## start Records to use
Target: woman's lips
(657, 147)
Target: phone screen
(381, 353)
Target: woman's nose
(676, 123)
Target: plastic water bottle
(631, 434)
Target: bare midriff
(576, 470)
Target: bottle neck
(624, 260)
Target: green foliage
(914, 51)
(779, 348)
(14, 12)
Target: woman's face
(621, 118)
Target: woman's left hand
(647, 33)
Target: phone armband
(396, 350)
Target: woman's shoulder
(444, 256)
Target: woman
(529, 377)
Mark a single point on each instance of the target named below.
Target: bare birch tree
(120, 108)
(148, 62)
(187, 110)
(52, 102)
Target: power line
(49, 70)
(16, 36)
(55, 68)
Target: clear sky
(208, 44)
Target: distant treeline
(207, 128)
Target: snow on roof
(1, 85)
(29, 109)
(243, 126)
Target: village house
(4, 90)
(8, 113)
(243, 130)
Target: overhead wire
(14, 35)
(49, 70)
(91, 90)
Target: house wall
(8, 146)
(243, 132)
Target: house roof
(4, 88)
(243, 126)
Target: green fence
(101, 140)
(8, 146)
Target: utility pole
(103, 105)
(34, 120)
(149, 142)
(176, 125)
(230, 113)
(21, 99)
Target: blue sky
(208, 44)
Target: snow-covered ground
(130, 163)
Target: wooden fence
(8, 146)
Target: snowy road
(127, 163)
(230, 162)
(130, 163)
## end Records to use
Problem description: Can you give the lines of the records from the line with "Target: green foliage" through the end of the records as a numbered list, leaving out any blank lines?

Reply to the exercise:
1. Target: green foliage
2. (914, 51)
3. (779, 348)
4. (14, 12)
5. Target: woman's face
6. (621, 118)
7. Target: woman's left hand
8. (647, 33)
9. Target: phone armband
10. (396, 350)
11. Target: woman's shoulder
12. (444, 256)
13. Target: woman
14. (529, 377)
15. Mark a single point on each instance of the target named below.
16. Target: bare birch tree
17. (120, 108)
18. (148, 62)
19. (187, 110)
20. (52, 102)
21. Target: power line
22. (49, 70)
23. (16, 36)
24. (55, 68)
25. Target: clear sky
26. (208, 44)
27. Target: distant treeline
28. (207, 128)
29. Target: snow on roof
30. (1, 85)
31. (29, 109)
32. (243, 126)
33. Target: village house
34. (4, 90)
35. (8, 113)
36. (243, 130)
37. Target: overhead wire
38. (14, 35)
39. (49, 70)
40. (91, 90)
41. Target: house wall
42. (8, 146)
43. (243, 132)
44. Target: house roof
45. (4, 88)
46. (243, 126)
47. Target: green fence
48. (101, 140)
49. (8, 146)
50. Target: utility pole
51. (103, 105)
52. (34, 120)
53. (149, 142)
54. (176, 125)
55. (230, 113)
56. (21, 99)
57. Target: blue sky
58. (208, 44)
59. Target: snow-covered ground
60. (130, 163)
61. Target: wooden fence
62. (8, 146)
63. Target: snowy road
64. (127, 163)
65. (230, 162)
66. (130, 163)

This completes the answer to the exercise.